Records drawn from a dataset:
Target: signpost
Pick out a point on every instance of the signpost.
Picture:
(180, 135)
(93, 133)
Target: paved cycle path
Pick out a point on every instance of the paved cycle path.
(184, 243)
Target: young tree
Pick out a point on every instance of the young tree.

==

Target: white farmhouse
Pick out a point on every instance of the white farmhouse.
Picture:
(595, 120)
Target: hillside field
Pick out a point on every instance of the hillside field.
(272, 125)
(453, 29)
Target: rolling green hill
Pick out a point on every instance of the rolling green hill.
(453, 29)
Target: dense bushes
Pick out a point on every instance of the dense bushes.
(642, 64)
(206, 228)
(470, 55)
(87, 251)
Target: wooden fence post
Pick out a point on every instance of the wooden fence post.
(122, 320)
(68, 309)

...

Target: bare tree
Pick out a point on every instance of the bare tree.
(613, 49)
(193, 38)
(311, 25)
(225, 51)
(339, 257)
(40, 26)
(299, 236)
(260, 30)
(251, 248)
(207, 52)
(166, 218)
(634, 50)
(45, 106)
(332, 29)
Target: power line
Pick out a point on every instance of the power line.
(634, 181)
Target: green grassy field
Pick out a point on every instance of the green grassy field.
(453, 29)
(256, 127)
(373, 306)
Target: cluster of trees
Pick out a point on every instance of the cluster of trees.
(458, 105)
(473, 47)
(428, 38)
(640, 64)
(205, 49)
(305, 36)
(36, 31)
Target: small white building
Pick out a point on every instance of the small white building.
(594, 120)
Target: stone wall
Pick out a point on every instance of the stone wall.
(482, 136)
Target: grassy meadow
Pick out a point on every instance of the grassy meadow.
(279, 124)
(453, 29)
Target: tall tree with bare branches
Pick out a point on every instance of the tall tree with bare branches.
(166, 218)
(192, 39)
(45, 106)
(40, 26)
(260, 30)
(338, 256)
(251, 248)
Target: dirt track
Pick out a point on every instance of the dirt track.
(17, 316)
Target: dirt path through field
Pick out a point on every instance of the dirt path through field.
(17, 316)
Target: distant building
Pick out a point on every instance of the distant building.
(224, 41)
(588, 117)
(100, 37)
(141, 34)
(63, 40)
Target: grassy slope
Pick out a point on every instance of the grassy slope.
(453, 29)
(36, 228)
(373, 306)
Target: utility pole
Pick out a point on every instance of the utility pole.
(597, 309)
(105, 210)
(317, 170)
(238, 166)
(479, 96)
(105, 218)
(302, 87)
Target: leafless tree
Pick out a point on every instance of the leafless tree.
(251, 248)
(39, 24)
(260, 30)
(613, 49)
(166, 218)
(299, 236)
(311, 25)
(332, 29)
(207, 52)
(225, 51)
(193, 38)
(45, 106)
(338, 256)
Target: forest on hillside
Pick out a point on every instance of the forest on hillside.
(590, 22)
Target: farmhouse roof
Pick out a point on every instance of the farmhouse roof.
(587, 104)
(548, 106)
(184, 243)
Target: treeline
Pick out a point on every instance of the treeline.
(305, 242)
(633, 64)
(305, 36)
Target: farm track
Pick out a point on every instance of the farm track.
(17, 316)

--- TASK TO CARRY OUT ---
Determine how many lines of the records above contain the word "young", and report only that number.

--- TASK SOLUTION ---
2